WHAT TO WORK ON:
Continue the passage on computing a Retail MAC with cloud HSMs, starting right after its final sentence.

PROVIDED PASSAGE:
'''

If we consider the 40 bytes of padded data to be processed when using UCAF (DE48SE43), we can expect the following standard use of a legacy HSM (which supports DES processing, and when Retail MAC is not delivered as a standard crypto function). First, Load Key K1 where K1 is the 8 bytes (left) of the key used to generate the AC. Next, load Key K2 where K2 is the 8 bytes (right) of the key used to generate the AC. Now, the Retail MAC is computed as follows: (i) prepare input for DES Call #1 (Encryption using CBC mode) using M (padded buffer) and IV set to 0s, (ii) DES call #1 (DES Encryption CBC) with n (n=5) core DES encryption operation done by the HSM using K1, (iii) prepare input for DES Call #2 using output of DES Call #1, (iv) DES call #2 (DES Decryption CBC/ECB) with 1 core DES decryption operation done by the HSM using K2, (v) prepare input for DES Call #3 using output of DES Call #2, (vi) DES call #3 (DES Encryption CBC/ECB) with 1 core DES encryption operation done by the HSM using K1 Then, the operation is completed by unloading Key K1 and Key K2. That is, in a prior art Retail MAC computation process, the use of DES is required. Cloud HSMs that are NIST compliant are unable to perform such processing (as DES is not supported by such cloud HSMs).
Reference is now made to FIG. 4 where a process 500 to generate a Retail MAC code using cloud HSMs 114 is shown. More particularly, process 500 depicts a process to generate Retail MAC codes using HSMs or cryptographic equipment in which DES has been deprecated. Pursuant to the present invention, the process for generating a Retail MAC code is streamlined and designed to function with cloud HSMs 114 including those cloud HSMs 114 that have deprecated some or all support for DES operations. As a specific example, the cloud HSMs offered by AWS support only DES3 3-key (not single DES). In the process 500 depicted in FIG. 4, a Retail MAC code is computed as follows (again, using the transaction example of a payment transaction as described above).
First, a Key K1K1K1 is loaded, where K1 is the 8 bytes (left) of the key used to generate the AC. Next a Key K1K2K1 is loaded, where K1 is the 8 bytes (left) and K2 is the 8 bytes (right) of the key used to generate the AC. The Retail MAC is then computed as follows. First, the input for DES3 Call #1 is prepared (where Call #1 is encryption using CBC mode of operation) using M_1|M_2| . . . |M_n-1 (excluding the rightmost 8 bytes of padded buffer) and the IV set to 0s. Call #1 is then made, which is a DES3 (DES3 Encryption in CBC mode of operation) with n (n=4) core DES3 encryption operation done by the HSM 114 using K1K1K1.

'''

Stored dataset items
'''

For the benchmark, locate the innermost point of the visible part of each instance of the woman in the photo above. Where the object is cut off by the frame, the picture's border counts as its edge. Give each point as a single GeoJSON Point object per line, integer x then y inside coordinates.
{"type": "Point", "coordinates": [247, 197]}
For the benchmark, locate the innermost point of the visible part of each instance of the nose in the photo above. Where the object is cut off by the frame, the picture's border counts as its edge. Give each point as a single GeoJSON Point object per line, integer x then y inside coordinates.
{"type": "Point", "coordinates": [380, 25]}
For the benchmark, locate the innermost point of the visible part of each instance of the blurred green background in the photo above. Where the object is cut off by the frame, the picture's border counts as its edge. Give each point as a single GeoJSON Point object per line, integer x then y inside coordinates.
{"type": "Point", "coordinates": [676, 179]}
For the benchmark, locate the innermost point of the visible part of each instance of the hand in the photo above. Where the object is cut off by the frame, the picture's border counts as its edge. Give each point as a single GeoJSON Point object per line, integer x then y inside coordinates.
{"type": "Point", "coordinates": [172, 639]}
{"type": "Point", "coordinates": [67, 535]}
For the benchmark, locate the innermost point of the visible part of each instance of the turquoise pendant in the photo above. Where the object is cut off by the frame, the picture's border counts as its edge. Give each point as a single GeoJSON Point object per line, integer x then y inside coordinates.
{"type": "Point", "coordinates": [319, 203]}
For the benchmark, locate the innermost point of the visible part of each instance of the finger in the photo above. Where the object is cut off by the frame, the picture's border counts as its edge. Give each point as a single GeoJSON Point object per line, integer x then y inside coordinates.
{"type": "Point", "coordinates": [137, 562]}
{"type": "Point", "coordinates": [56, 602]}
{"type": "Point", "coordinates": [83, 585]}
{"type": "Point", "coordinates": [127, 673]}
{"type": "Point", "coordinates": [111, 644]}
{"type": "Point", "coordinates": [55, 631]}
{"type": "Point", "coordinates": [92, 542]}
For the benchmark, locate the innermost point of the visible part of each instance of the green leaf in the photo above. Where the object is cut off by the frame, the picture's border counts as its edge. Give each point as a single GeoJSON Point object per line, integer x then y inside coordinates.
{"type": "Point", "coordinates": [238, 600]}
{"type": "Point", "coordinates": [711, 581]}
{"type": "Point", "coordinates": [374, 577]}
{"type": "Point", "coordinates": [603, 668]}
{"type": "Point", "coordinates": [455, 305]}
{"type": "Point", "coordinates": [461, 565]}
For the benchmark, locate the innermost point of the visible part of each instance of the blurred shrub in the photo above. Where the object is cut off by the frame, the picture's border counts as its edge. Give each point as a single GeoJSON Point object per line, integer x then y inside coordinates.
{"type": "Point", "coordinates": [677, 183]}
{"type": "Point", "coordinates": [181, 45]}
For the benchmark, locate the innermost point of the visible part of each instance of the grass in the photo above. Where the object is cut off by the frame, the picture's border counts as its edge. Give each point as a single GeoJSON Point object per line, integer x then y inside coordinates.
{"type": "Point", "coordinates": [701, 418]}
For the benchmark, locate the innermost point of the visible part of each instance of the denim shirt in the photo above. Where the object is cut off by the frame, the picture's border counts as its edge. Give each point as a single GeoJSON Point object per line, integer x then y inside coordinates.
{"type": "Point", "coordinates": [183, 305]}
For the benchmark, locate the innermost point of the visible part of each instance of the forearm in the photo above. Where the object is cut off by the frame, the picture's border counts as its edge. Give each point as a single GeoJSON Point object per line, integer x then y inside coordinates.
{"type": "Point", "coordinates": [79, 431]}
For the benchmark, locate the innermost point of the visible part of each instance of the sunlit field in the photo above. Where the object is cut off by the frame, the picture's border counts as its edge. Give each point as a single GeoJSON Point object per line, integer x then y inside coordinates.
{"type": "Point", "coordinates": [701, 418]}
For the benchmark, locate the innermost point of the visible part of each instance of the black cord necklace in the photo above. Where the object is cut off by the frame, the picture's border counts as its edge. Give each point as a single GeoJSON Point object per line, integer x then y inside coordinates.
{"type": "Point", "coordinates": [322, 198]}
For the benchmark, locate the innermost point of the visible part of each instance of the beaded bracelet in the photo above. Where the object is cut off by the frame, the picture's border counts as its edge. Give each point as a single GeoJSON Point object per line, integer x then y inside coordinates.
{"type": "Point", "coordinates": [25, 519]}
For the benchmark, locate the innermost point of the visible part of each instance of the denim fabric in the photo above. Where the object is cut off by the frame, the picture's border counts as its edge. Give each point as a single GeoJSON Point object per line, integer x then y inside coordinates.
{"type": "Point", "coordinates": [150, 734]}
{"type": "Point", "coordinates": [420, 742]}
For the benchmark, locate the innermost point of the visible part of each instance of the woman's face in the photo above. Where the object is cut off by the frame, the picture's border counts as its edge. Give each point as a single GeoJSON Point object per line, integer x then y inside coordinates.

'''

RESULT FOR THIS TASK:
Next, the input for DES Call #2 is prepared using the output of DES Call #1 and M_n (the rightmost 8 bytes of the padded buffer). The second call (Call #2) is then made, which is a DES3 encryption call in the CBC mode of operation with 1 core DES3 encryption operation done by the HSM 114 using K1K2K1. The Key K1K1K1 is then unloaded. And then the Key K1K2K1 is unloaded.
The processing required is straightforward and allows cloud HSMs 114 to be used to perform Retail MAC processing, despite the fact that many cloud HSMs have deprecated DES functions that were previously essential to performing Retail MAC operations. Further, the process of the present invention reduces the number of HSM calls that need to be made, allowing the processing to be done more efficiently. An illustrative comparison of the optimized processing of the present invention (using cloud HSMs) to legacy processing (using HSMs that support DES) is shown below in TABLE I.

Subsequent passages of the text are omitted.